[Begin Working data]

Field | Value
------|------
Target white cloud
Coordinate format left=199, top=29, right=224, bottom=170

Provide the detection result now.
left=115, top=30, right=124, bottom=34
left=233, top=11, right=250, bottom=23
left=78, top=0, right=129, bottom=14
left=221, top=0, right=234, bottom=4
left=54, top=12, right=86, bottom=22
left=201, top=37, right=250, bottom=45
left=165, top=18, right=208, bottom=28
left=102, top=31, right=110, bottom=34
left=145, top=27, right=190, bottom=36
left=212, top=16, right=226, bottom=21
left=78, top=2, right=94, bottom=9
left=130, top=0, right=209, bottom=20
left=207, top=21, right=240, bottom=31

[End Working data]

→ Objective
Copy out every line of the records above word for word, changing nothing.

→ The answer
Field | Value
------|------
Target white cloud
Coordinate format left=199, top=29, right=224, bottom=170

Provide the detection result now.
left=115, top=30, right=124, bottom=34
left=233, top=11, right=250, bottom=23
left=78, top=0, right=129, bottom=14
left=221, top=0, right=234, bottom=4
left=54, top=12, right=86, bottom=22
left=201, top=37, right=250, bottom=45
left=165, top=18, right=208, bottom=28
left=102, top=31, right=110, bottom=34
left=145, top=27, right=190, bottom=36
left=212, top=16, right=226, bottom=21
left=78, top=2, right=94, bottom=9
left=130, top=0, right=209, bottom=20
left=207, top=21, right=240, bottom=31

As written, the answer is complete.